YOUR TASK —
Extend the news report below on the US-China sanctions dispute over Xinjiang, picking up after its final sentence.

GIVEN PASSAGE —
China said Friday it will impose tit-for-tat measures after the United States slapped sanctions on Chinese officials for their involvement in a crackdown on Muslim minorities, raising tensions between the superpowers.
The two countries have traded barbs and sanctions on a slew of issues since President Donald Trump took office, from trade to more recent spats over the coronavirus pandemic, a security law in Hong Kong, and Chinese policies in the far west regions of Tibet and Xinjiang.
The latest Chinese response followed a US announcement of visa bans and an assets freeze on three officials, including Chen Quanquo, the Communist Party chief in Xinjiang and architect of Beijing's hardline policies against restive minorities.
"The US actions seriously interfere in China's internal affairs, seriously violate the basic norms of international relations, and seriously damage China-US relations," foreign ministry spokesman Zhao Lijian said in a briefing.
"China has decided to impose reciprocal measures against the relevant US institutions and individuals who behave badly on Xinjiang-related issues," Zhao said, without providing details about the sanctions.
Secretary of State Mike Pompeo said on Thursday the United States was acting against "horrific and systematic abuses" in Xinjiang including forced labour, mass detention and involuntary population control.
The back-and-forth over Xinjiang comes just days after the two countries imposed visa restrictions on each other over their disagreement on Tibet.
Chinese Foreign Minister Wang Yi on Thursday blamed the rising tensions on "McCarthy-style paranoia" in the United States.
Witnesses and human rights groups say that China has rounded up more than one million Uighurs and other Turkic Muslims in Xinjiang in a vast brainwashing campaign aimed at forcibly homogenising minorities into the country's Han majority.
Pompeo in a conference call with reporters Thursday called the situation "the stain of the century" and has previously drawn parallels with the Holocaust.

GIVEN ENTRIES —
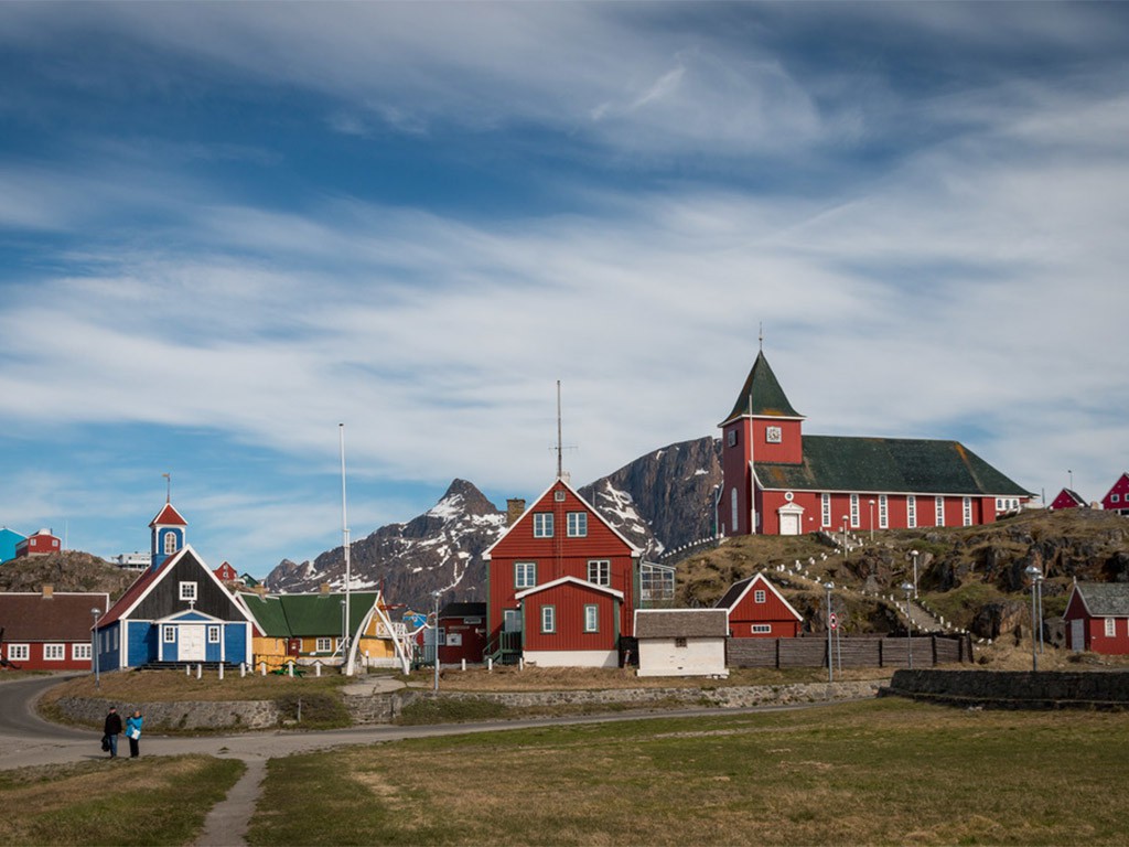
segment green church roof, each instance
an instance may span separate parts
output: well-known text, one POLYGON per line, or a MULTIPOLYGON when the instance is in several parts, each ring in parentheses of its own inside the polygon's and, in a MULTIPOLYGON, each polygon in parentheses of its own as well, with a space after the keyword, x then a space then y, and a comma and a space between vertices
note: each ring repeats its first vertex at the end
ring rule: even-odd
POLYGON ((768 489, 1031 496, 960 442, 805 435, 802 464, 753 464, 768 489))
POLYGON ((753 368, 749 372, 749 378, 745 379, 737 402, 733 404, 733 411, 723 421, 723 426, 746 414, 773 418, 804 417, 791 408, 776 374, 769 367, 769 360, 764 358, 763 350, 756 353, 756 361, 753 363, 753 368))

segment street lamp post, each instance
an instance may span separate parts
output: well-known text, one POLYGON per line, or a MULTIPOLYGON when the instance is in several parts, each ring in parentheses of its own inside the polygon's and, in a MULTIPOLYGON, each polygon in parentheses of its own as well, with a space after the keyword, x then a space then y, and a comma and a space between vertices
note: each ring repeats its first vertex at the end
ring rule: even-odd
POLYGON ((1031 577, 1031 670, 1039 670, 1039 656, 1035 654, 1035 628, 1042 629, 1041 621, 1036 620, 1035 612, 1035 593, 1039 591, 1039 580, 1042 578, 1042 573, 1034 565, 1029 565, 1024 571, 1031 577))
POLYGON ((902 583, 902 591, 905 592, 905 657, 910 670, 913 670, 913 618, 910 617, 910 595, 913 586, 910 583, 902 583))
MULTIPOLYGON (((846 543, 846 541, 844 541, 846 543)), ((834 666, 831 661, 831 590, 835 587, 834 583, 825 583, 823 585, 828 590, 828 682, 835 681, 834 666)))
POLYGON ((102 688, 102 676, 98 673, 98 618, 102 617, 102 610, 95 606, 90 610, 90 614, 94 615, 94 629, 90 632, 90 655, 94 656, 94 687, 102 688))

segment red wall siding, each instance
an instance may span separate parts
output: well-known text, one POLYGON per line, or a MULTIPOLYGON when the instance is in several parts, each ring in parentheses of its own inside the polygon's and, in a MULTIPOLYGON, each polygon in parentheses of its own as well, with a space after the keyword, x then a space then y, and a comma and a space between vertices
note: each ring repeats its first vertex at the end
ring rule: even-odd
POLYGON ((609 650, 618 646, 615 606, 619 601, 602 591, 564 583, 525 599, 524 649, 527 650, 609 650), (541 631, 541 610, 555 609, 557 629, 541 631), (584 606, 599 609, 599 631, 584 631, 584 606))
POLYGON ((514 562, 536 562, 536 582, 537 585, 542 585, 562 576, 587 579, 590 559, 611 561, 609 587, 623 593, 620 631, 630 635, 632 610, 637 606, 634 559, 631 548, 567 486, 558 482, 544 497, 526 509, 491 551, 488 636, 493 637, 501 629, 504 610, 518 608, 517 601, 514 600, 517 594, 517 588, 514 586, 514 562), (563 501, 555 500, 555 491, 564 492, 563 501), (533 538, 533 515, 539 512, 553 514, 553 538, 533 538), (588 513, 587 536, 568 538, 569 512, 588 513))

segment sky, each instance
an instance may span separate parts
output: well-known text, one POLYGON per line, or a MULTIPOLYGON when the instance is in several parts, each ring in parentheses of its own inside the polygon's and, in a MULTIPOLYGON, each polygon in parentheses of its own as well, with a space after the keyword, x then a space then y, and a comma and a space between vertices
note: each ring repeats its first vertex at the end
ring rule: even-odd
POLYGON ((264 576, 537 496, 558 381, 578 486, 716 436, 762 333, 806 433, 1129 468, 1127 5, 5 2, 0 75, 0 526, 264 576))

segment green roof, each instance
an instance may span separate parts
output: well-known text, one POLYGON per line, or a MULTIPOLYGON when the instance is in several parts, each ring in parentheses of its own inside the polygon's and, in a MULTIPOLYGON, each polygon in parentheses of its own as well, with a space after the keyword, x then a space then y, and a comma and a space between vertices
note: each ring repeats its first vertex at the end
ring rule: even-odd
POLYGON ((754 470, 770 489, 1031 495, 959 442, 805 435, 802 464, 754 462, 754 470))
POLYGON ((749 378, 745 379, 737 402, 733 404, 733 411, 729 412, 723 425, 746 414, 773 418, 804 417, 791 408, 776 374, 769 367, 769 360, 764 358, 763 350, 756 353, 756 361, 753 363, 753 368, 749 372, 749 378))
MULTIPOLYGON (((247 609, 268 636, 274 638, 335 635, 341 632, 344 594, 268 594, 240 592, 247 609)), ((350 592, 349 631, 356 632, 376 603, 378 592, 350 592)))

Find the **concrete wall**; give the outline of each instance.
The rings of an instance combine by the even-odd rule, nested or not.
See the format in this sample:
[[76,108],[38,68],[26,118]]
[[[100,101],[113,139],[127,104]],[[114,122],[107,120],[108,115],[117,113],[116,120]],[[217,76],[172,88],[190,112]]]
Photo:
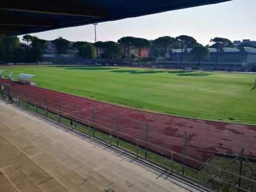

RESPONSE BELOW —
China counters that it is providing education and vocational training in a bid to reduce the allure of Islamic radicalism following a spate of deadly violence.
The Uighur Human Rights Project, an advocacy group, hailed the sanctions and urged other countries to follow suit.
"At last, real consequences have begun. This comes at the 11th hour for Uighurs," said the US-based group's executive director, Omer Kanat.
The other two officials hit with sanctions Thursday were Wang Mingshan, the director of the Xinjiang Public Security Bureau, and Zhu Hailun, a former senior Communist leader in the region.
The Treasury Department sanctions also make it a crime in the United States to conduct financial transactions with the three people as well as a fourth person, former security official Huo Liujun, who was not subjected to the separate visa restrictions.
The Treasury Department also imposed sanctions on the security bureau as an institution, pointing to its sweeping digital surveillance of Uighurs and other minorities.
Olivia Enos, a senior policy analyst at the conservative Heritage Foundation who studies human rights, doubted that Beijing would suddenly reverse course in Xinjiang.
But she voiced hope that the sanctions would have a broader impact and said it was especially noteworthy that the United States targeted Chen, who before Xinjiang made his name through strong-armed tactics in Tibet.
"My guess is that this will have a ripple effect throughout the Chinese Communist Party. Other would-be bad actors may think twice before engaging in behaviours like you see Chen Quanguo carrying out," she said.
The visa ban impacts officials' immediate families, depriving their children of the prestige of jet-setting across the Pacific for education or pleasure.
Congress has led the push for a tougher response on Xinjiang and in May passed an act that authorised sanctions, listing Chen by name, although Pompeo and Treasury Secretary Steven Mnuchin took Thursday's actions under separate authorities.
In a fresh effort, 78 members of Congress across party lines released a letter that urged the Trump administration to consider formally designating China's policies as genocide.
Despite wide concern in Washington over treatment of the Uighurs, former national security advisor John Bolton in an explosive new book said he was shocked at Trump's attitude on the issue.
Bolton wrote that Chinese President Xi Jinping explained his policies to Trump in a meeting and that the US leader, eager for a trade deal with Beijing, replied that the detention camps were "exactly the right thing to do."